▶ [Material for the task]
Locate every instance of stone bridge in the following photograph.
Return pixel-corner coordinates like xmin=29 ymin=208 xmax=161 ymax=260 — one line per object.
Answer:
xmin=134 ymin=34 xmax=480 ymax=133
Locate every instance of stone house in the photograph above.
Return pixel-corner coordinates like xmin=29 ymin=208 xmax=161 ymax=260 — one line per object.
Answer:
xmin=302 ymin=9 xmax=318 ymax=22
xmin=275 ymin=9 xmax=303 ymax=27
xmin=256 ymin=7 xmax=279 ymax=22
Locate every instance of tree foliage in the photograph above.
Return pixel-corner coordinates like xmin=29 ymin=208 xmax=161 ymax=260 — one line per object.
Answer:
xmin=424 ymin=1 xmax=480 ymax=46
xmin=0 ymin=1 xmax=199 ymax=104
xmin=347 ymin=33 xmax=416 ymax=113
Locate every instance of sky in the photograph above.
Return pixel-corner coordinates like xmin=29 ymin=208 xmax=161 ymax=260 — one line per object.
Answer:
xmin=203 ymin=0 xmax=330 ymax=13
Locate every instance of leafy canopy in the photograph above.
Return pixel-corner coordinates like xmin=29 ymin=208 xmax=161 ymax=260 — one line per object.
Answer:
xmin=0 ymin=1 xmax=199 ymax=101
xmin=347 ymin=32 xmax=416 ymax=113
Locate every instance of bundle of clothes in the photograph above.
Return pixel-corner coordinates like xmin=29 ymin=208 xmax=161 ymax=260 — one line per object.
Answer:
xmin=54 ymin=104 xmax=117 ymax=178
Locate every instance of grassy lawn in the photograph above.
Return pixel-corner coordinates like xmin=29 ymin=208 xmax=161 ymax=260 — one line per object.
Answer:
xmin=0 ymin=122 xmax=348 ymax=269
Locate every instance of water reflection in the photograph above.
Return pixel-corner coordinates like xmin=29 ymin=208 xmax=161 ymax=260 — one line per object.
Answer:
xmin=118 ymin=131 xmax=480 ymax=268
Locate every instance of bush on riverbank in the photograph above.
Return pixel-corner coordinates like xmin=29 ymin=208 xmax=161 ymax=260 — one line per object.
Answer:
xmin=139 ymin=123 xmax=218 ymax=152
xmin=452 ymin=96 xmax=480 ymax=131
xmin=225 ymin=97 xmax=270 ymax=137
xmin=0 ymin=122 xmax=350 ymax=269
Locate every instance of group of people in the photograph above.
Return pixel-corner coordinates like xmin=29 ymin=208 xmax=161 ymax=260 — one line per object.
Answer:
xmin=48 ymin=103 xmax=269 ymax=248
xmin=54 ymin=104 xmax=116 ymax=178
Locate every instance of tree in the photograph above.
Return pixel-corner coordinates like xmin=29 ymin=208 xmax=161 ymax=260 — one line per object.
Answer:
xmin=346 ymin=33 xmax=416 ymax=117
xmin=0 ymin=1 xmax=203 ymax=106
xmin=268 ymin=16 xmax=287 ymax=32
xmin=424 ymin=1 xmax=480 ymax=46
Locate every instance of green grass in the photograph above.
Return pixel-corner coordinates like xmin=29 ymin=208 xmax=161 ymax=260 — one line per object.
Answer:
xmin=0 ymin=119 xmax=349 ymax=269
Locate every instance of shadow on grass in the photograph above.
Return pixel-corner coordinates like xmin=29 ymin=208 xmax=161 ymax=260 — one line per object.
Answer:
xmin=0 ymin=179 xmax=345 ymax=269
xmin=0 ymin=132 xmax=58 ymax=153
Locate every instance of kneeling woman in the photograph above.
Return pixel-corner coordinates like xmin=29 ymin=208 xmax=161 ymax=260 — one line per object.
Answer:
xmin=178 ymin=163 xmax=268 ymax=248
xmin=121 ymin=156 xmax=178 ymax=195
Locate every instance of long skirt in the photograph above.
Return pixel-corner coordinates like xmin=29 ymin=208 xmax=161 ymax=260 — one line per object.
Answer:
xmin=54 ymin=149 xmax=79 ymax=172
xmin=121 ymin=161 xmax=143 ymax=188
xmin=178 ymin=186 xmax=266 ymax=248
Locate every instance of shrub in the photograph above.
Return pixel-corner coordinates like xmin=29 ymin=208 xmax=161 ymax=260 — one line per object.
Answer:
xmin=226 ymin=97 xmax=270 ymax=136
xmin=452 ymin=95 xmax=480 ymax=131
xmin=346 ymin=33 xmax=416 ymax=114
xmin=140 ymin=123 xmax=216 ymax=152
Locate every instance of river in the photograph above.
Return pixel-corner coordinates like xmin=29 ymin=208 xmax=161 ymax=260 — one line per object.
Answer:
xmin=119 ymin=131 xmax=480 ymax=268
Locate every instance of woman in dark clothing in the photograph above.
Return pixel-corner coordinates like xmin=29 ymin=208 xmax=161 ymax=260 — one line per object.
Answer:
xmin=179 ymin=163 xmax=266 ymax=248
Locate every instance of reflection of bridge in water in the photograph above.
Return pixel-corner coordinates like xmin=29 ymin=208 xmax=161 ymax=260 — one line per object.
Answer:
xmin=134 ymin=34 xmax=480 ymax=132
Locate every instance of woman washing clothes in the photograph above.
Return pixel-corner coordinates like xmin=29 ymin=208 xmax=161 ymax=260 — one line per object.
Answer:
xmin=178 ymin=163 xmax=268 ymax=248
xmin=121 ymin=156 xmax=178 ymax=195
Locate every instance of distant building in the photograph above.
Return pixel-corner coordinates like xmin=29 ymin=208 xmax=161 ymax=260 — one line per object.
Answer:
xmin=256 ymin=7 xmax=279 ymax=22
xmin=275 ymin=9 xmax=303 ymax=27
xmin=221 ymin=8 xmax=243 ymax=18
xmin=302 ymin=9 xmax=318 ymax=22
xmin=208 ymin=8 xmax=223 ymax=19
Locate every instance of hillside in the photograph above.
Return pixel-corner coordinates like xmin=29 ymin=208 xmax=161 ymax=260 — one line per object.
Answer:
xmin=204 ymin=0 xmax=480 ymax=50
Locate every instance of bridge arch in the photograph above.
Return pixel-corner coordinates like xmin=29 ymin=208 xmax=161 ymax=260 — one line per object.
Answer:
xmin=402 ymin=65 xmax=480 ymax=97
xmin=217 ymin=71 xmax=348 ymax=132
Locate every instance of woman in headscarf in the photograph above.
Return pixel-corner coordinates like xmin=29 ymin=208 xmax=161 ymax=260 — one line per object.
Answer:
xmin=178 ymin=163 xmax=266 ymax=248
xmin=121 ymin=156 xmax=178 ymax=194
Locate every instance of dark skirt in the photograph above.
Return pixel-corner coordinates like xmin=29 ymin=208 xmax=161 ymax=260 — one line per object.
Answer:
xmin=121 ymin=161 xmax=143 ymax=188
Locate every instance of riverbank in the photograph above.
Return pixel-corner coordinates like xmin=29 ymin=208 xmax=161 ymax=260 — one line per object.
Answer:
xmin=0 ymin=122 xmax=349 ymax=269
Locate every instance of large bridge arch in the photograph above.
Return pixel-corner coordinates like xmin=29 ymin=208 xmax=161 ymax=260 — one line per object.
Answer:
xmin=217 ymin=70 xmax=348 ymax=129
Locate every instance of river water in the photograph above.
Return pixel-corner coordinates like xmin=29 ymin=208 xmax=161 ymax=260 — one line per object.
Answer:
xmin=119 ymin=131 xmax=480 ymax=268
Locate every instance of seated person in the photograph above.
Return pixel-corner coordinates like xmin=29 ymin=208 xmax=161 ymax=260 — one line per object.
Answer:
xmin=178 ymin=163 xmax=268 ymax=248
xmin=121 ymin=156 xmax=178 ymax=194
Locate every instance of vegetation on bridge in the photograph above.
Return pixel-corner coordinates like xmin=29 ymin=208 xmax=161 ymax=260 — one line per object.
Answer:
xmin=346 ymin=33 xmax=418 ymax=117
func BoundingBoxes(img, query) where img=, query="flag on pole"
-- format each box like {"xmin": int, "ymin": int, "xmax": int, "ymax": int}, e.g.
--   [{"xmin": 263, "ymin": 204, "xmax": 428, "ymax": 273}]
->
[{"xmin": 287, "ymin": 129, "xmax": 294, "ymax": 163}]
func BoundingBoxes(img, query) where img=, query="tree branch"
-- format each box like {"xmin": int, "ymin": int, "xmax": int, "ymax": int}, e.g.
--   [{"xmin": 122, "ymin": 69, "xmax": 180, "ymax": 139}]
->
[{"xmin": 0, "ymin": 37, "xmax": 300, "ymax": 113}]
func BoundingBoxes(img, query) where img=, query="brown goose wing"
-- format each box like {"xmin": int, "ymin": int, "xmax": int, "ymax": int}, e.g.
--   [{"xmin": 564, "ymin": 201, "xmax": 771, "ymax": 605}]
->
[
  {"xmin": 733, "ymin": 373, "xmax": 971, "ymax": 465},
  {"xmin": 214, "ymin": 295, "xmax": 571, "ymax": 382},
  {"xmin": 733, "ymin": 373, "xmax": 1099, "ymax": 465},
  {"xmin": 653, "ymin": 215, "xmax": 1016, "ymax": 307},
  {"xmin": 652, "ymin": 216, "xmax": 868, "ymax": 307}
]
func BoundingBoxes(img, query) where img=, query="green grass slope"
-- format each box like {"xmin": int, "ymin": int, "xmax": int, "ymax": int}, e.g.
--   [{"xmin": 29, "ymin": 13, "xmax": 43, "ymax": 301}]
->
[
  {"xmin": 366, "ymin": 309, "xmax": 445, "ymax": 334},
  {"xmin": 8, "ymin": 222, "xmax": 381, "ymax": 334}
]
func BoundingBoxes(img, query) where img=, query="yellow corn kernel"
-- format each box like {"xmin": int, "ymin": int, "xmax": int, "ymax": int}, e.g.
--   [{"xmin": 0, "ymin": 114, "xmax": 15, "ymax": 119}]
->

▶ [Exercise instructions] Copy the entries word for word, beginning at the line that contains "Locate every instance of seated" and stopping after the line that contains "xmin=346 ymin=33 xmax=418 ymax=117".

▶ [Expected answer]
Locate every instance of seated person in the photograph above.
Return pixel-corner coordinates like xmin=29 ymin=208 xmax=161 ymax=260 — one line per object.
Answer:
xmin=178 ymin=163 xmax=268 ymax=248
xmin=121 ymin=156 xmax=178 ymax=194
Locate every instance of vegetation on bridge in the photograph above.
Return pixel-corner coordinates like xmin=29 ymin=208 xmax=161 ymax=260 — one line per object.
Answer:
xmin=346 ymin=33 xmax=418 ymax=117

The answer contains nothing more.